What is needed: Among the entries below, which lines include the string "shop"? Show each one.

[Natural-language object grounding data]
+++++
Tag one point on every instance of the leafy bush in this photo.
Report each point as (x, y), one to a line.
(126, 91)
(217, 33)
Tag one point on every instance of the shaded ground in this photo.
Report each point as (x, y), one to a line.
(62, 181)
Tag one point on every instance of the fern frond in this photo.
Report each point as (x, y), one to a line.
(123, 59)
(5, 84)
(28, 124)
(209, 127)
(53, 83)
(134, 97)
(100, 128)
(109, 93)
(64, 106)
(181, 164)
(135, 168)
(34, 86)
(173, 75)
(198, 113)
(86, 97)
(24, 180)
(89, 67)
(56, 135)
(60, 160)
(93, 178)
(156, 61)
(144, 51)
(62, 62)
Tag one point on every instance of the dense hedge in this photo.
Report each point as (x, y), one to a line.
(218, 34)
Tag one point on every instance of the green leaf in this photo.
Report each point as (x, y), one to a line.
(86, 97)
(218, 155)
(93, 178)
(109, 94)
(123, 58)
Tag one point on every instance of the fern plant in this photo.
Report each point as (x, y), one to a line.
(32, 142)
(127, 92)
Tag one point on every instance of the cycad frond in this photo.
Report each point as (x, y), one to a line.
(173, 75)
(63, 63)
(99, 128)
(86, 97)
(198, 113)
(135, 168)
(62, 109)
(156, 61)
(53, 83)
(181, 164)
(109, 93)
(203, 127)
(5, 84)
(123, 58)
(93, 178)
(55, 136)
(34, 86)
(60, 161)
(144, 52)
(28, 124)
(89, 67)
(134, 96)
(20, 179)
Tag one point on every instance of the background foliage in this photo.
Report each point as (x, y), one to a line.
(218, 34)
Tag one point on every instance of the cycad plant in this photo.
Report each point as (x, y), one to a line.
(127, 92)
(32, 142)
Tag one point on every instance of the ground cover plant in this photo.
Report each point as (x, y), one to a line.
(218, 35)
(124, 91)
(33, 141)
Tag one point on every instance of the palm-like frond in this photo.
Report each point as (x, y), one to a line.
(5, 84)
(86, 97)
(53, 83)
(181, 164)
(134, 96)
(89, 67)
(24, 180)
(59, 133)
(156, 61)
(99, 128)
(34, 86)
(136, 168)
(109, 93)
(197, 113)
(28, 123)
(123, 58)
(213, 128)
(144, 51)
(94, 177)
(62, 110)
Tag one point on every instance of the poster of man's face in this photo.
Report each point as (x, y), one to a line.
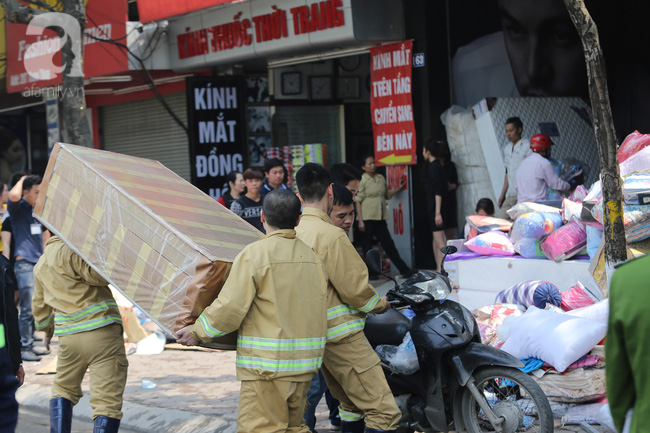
(259, 119)
(510, 48)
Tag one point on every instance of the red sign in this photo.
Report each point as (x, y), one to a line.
(242, 31)
(154, 10)
(106, 20)
(391, 105)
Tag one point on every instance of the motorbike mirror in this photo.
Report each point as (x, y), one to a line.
(449, 249)
(373, 261)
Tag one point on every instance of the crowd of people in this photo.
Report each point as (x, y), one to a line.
(320, 348)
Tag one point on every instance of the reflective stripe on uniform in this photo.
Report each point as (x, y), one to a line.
(88, 311)
(345, 328)
(212, 332)
(86, 326)
(340, 310)
(370, 304)
(281, 343)
(45, 323)
(276, 365)
(349, 416)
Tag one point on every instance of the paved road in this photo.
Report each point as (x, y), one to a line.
(37, 421)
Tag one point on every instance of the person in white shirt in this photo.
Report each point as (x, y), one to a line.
(516, 150)
(536, 172)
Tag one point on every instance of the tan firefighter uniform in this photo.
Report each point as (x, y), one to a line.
(72, 301)
(276, 295)
(350, 365)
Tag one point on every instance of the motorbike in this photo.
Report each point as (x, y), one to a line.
(461, 384)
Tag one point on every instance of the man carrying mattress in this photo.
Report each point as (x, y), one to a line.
(73, 302)
(276, 297)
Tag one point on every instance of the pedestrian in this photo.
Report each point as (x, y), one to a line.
(342, 212)
(514, 152)
(276, 296)
(627, 346)
(249, 205)
(346, 175)
(73, 302)
(536, 172)
(275, 176)
(236, 188)
(484, 207)
(29, 238)
(342, 216)
(434, 181)
(372, 213)
(351, 367)
(8, 386)
(9, 318)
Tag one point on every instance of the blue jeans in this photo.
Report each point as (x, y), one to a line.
(24, 271)
(316, 391)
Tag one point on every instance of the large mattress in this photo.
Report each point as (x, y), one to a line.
(159, 240)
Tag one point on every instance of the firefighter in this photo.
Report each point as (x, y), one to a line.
(350, 365)
(276, 297)
(73, 302)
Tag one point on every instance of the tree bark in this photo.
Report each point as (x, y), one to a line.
(615, 245)
(73, 100)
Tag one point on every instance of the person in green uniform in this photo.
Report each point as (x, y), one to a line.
(627, 348)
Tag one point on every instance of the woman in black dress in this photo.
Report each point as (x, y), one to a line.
(437, 181)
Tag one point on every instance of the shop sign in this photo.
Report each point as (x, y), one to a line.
(399, 211)
(391, 104)
(155, 10)
(34, 60)
(215, 117)
(257, 29)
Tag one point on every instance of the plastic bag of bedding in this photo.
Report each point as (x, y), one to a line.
(531, 293)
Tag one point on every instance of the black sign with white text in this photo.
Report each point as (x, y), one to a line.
(216, 121)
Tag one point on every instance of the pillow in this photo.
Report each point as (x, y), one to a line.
(521, 208)
(482, 224)
(565, 242)
(534, 225)
(558, 339)
(531, 293)
(491, 244)
(576, 297)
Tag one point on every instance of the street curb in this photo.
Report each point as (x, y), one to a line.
(136, 416)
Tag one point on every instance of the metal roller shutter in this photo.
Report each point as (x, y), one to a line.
(145, 129)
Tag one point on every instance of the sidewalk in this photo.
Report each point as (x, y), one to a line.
(196, 390)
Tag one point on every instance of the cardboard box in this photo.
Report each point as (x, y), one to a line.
(159, 240)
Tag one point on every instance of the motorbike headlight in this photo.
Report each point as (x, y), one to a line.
(436, 289)
(418, 297)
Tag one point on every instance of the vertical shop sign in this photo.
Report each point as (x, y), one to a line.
(399, 211)
(217, 136)
(52, 119)
(391, 104)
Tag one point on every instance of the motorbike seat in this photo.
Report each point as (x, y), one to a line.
(388, 328)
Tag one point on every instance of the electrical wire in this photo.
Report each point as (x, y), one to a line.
(151, 83)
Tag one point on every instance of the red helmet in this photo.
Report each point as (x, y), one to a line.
(540, 142)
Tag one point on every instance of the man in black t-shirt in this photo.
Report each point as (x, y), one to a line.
(249, 206)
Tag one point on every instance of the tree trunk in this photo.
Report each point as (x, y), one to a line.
(75, 120)
(615, 245)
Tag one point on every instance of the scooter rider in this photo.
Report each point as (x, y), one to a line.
(351, 367)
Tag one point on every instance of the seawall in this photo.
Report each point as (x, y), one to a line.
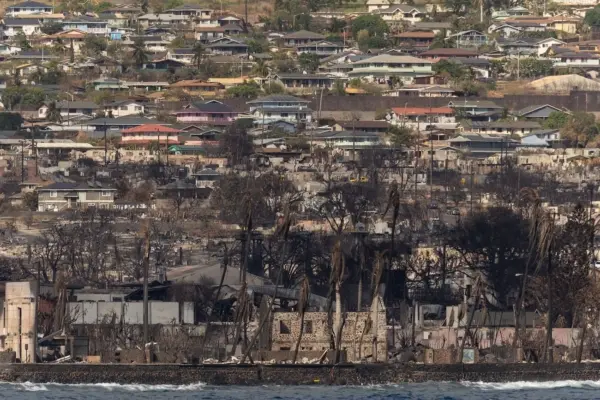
(292, 374)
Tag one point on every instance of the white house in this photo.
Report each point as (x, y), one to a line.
(278, 107)
(384, 66)
(29, 7)
(124, 108)
(29, 26)
(70, 108)
(401, 12)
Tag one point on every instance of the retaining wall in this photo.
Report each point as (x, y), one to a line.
(292, 374)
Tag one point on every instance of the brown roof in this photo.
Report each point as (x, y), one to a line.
(448, 53)
(416, 35)
(363, 124)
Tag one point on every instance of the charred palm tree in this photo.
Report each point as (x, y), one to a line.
(303, 296)
(283, 230)
(338, 271)
(541, 236)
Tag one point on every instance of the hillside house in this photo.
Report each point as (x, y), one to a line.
(212, 113)
(124, 108)
(65, 195)
(296, 39)
(384, 66)
(29, 26)
(269, 109)
(29, 7)
(143, 135)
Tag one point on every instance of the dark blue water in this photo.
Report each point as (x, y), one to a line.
(568, 390)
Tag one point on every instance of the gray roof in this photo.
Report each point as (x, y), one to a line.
(304, 35)
(533, 108)
(77, 104)
(21, 21)
(29, 4)
(129, 120)
(89, 185)
(279, 98)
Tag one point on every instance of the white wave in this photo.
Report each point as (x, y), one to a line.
(32, 387)
(522, 385)
(35, 387)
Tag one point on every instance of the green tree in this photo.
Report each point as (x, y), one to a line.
(458, 7)
(53, 113)
(260, 69)
(309, 62)
(94, 45)
(102, 7)
(21, 41)
(373, 24)
(10, 121)
(50, 28)
(199, 52)
(592, 17)
(140, 57)
(248, 90)
(401, 136)
(580, 129)
(556, 120)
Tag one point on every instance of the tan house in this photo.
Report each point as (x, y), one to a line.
(358, 338)
(64, 195)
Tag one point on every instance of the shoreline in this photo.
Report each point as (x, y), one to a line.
(253, 375)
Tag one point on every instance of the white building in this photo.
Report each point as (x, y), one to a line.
(29, 7)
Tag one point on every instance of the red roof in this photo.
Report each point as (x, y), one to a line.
(150, 128)
(422, 110)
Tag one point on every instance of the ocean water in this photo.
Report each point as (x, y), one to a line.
(568, 390)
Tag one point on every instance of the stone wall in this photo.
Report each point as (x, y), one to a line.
(293, 374)
(286, 329)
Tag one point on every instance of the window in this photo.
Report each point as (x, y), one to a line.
(284, 328)
(307, 327)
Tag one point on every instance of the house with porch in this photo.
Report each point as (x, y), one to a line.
(266, 110)
(145, 134)
(70, 108)
(198, 87)
(538, 112)
(28, 26)
(213, 113)
(383, 66)
(301, 82)
(469, 39)
(124, 108)
(29, 7)
(401, 13)
(227, 46)
(59, 196)
(91, 25)
(303, 37)
(322, 48)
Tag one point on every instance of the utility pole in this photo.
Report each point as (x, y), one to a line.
(22, 161)
(105, 145)
(146, 267)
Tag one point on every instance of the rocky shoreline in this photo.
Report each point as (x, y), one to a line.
(292, 374)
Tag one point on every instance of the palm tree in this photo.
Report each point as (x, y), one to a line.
(139, 52)
(53, 113)
(198, 52)
(303, 295)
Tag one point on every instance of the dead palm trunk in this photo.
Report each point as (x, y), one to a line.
(337, 274)
(303, 296)
(285, 228)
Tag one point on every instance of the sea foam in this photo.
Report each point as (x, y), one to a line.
(522, 385)
(37, 387)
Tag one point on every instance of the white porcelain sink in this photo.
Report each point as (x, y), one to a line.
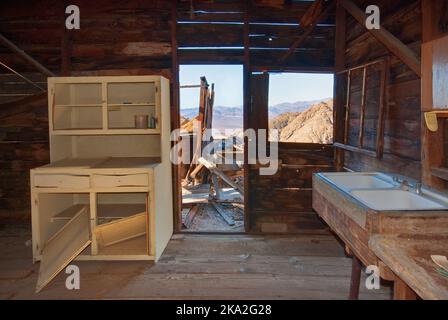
(396, 200)
(354, 181)
(379, 192)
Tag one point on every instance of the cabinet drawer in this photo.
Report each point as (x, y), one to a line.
(128, 180)
(61, 181)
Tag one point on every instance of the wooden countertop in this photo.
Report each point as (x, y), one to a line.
(104, 163)
(409, 257)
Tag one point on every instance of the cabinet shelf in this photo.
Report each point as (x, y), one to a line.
(118, 131)
(132, 247)
(78, 105)
(131, 104)
(104, 211)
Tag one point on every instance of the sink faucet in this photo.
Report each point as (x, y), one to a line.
(405, 185)
(418, 188)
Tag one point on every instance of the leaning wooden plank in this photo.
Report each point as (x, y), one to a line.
(121, 230)
(224, 214)
(219, 173)
(63, 247)
(195, 198)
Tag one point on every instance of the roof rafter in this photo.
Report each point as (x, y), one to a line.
(317, 10)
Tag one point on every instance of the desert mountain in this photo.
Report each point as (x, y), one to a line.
(315, 125)
(306, 122)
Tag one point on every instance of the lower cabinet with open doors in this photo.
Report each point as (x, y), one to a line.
(120, 222)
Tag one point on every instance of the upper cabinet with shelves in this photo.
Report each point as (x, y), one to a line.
(104, 105)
+++++
Answer section:
Tag one point on every instance of the shop sign in this photo.
Tag one point on every instance of the vertical shop sign in this photo.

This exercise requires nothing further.